__Exercise requirements__
Each line below should be retyped exactly, with no pictures.

__Task material__
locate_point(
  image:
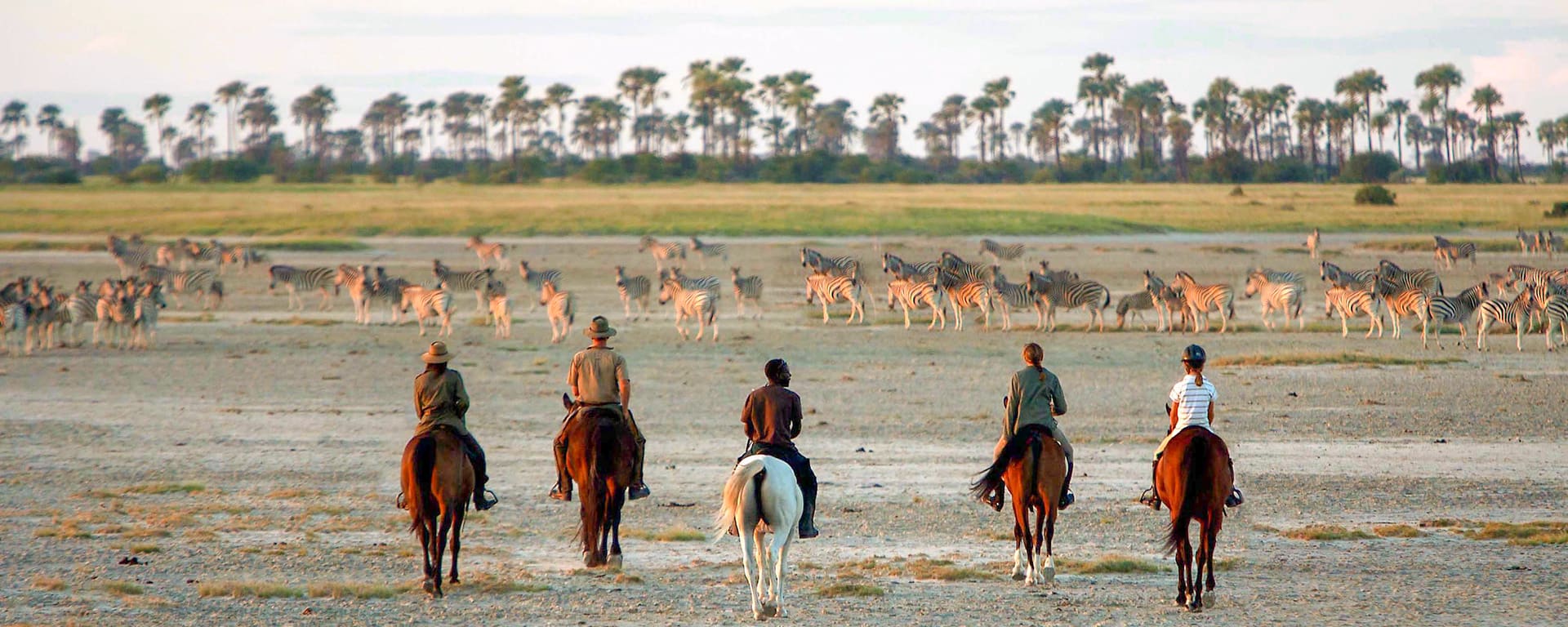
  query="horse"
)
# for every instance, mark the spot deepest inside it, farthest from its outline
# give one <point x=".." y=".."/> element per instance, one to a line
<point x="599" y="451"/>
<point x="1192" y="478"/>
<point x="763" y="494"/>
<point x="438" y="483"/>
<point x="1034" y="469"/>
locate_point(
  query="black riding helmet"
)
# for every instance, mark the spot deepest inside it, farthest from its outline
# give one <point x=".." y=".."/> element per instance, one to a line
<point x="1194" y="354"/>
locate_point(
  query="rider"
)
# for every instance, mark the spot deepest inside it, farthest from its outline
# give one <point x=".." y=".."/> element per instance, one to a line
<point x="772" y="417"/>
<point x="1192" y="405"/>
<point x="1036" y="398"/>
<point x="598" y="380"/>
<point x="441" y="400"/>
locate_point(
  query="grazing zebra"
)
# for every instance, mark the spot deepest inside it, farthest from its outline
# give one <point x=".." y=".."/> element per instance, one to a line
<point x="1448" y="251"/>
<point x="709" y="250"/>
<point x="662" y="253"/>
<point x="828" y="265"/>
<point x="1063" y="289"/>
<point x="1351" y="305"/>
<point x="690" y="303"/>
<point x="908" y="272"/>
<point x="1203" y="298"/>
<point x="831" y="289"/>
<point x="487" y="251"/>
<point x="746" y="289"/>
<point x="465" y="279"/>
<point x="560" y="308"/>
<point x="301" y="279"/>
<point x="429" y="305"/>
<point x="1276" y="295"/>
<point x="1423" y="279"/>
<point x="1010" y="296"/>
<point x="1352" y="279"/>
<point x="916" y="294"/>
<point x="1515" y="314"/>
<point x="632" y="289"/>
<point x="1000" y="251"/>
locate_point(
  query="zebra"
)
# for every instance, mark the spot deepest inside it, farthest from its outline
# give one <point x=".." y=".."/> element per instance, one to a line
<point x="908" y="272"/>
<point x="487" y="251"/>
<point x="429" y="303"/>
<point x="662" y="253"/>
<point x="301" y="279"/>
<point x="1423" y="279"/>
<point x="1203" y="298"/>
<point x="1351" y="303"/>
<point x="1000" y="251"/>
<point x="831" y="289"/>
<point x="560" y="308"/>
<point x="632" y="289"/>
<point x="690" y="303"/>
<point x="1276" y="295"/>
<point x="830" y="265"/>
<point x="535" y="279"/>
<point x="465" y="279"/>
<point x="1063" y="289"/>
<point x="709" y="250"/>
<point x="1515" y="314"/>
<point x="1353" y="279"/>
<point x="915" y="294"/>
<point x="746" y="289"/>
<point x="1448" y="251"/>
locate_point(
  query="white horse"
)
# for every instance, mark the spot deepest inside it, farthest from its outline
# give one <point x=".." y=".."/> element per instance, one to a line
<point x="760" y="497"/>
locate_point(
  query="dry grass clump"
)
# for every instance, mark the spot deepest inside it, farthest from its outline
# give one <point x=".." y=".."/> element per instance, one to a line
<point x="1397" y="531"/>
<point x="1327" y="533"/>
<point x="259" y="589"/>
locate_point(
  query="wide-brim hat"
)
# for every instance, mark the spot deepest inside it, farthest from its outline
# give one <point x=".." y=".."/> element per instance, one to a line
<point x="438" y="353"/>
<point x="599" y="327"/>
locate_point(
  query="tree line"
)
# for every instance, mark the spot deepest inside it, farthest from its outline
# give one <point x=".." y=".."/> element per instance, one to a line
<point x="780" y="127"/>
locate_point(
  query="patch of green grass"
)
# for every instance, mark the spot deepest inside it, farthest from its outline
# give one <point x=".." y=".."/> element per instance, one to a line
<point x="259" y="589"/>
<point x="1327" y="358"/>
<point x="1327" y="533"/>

__Worked solution__
locate_point(
  image:
  query="horse"
)
# for every instance, mark the spot deepest inside it, farthest from its outline
# give one <point x=".." y=".."/> element per instance, one to a line
<point x="599" y="451"/>
<point x="1192" y="478"/>
<point x="763" y="494"/>
<point x="438" y="483"/>
<point x="1034" y="469"/>
locate_point(
  query="black riding helmet"
)
# for every instance, mark the spot deepest inside it, farthest from its outline
# give one <point x=".." y=".."/> element per instance, one to a line
<point x="1194" y="354"/>
locate_point(
  query="rider"
)
# for every instance, mark the spot deepest inside it, farthest from its outline
# give one <point x=".." y=".."/> element per instance, one to a line
<point x="772" y="417"/>
<point x="1192" y="405"/>
<point x="1036" y="398"/>
<point x="598" y="380"/>
<point x="441" y="400"/>
locate_point(
  query="grazing zebra"
)
# for every instance, mark the spot deepest inside it, farthest from its outline
# give one <point x=".." y=".."/> element per instance, one to a line
<point x="1448" y="251"/>
<point x="709" y="250"/>
<point x="662" y="253"/>
<point x="828" y="265"/>
<point x="1063" y="289"/>
<point x="1351" y="305"/>
<point x="690" y="303"/>
<point x="908" y="272"/>
<point x="1203" y="298"/>
<point x="831" y="289"/>
<point x="487" y="251"/>
<point x="746" y="289"/>
<point x="465" y="279"/>
<point x="560" y="308"/>
<point x="301" y="279"/>
<point x="429" y="305"/>
<point x="1276" y="295"/>
<point x="1423" y="279"/>
<point x="1010" y="296"/>
<point x="1352" y="279"/>
<point x="916" y="294"/>
<point x="1515" y="314"/>
<point x="632" y="289"/>
<point x="1000" y="251"/>
locate_point(
  query="zebra"
)
# for every instance, mark the spot deepest inside it, farthest from its outline
# give one <point x=".." y=".."/> element per instance, one to a line
<point x="908" y="272"/>
<point x="487" y="251"/>
<point x="429" y="303"/>
<point x="662" y="253"/>
<point x="301" y="279"/>
<point x="1423" y="279"/>
<point x="1203" y="298"/>
<point x="1351" y="303"/>
<point x="1000" y="251"/>
<point x="831" y="289"/>
<point x="560" y="308"/>
<point x="632" y="289"/>
<point x="690" y="303"/>
<point x="1276" y="295"/>
<point x="830" y="265"/>
<point x="535" y="279"/>
<point x="465" y="279"/>
<point x="1063" y="289"/>
<point x="709" y="250"/>
<point x="1515" y="314"/>
<point x="1353" y="279"/>
<point x="915" y="294"/>
<point x="746" y="289"/>
<point x="1448" y="251"/>
locate_point(
  query="white horse"
)
# for every instance, mark the spot deepest inside it, farthest from its outline
# give one <point x=".." y=".."/> element per instance, one to a line
<point x="760" y="497"/>
locate_point(
  query="dry grass clump"
)
# for every instance, mark the spot deepest inside it, farthest from its outline
# give one <point x=".." y=".."/> element per instance, one to a line
<point x="1397" y="531"/>
<point x="1327" y="533"/>
<point x="259" y="589"/>
locate_point(
  query="wide-brim hat"
)
# for every instance, mark the spot deepest inside it, farthest from its outline
# give one <point x=".." y=".."/> element per instance, one to a line
<point x="438" y="353"/>
<point x="599" y="327"/>
locate_point(
  query="tree line"
)
# for every instance, mark the spot deepest inside it, farthest from its outline
# give one <point x=".." y=".."/> element per instance, one to a line
<point x="780" y="127"/>
locate_point(
  query="patch of green grass"
)
# for every instance, mark the spot deepest inside it, farthest from its outline
# give one <point x=".." y=".."/> element per instance, one to a line
<point x="259" y="589"/>
<point x="1327" y="358"/>
<point x="1327" y="533"/>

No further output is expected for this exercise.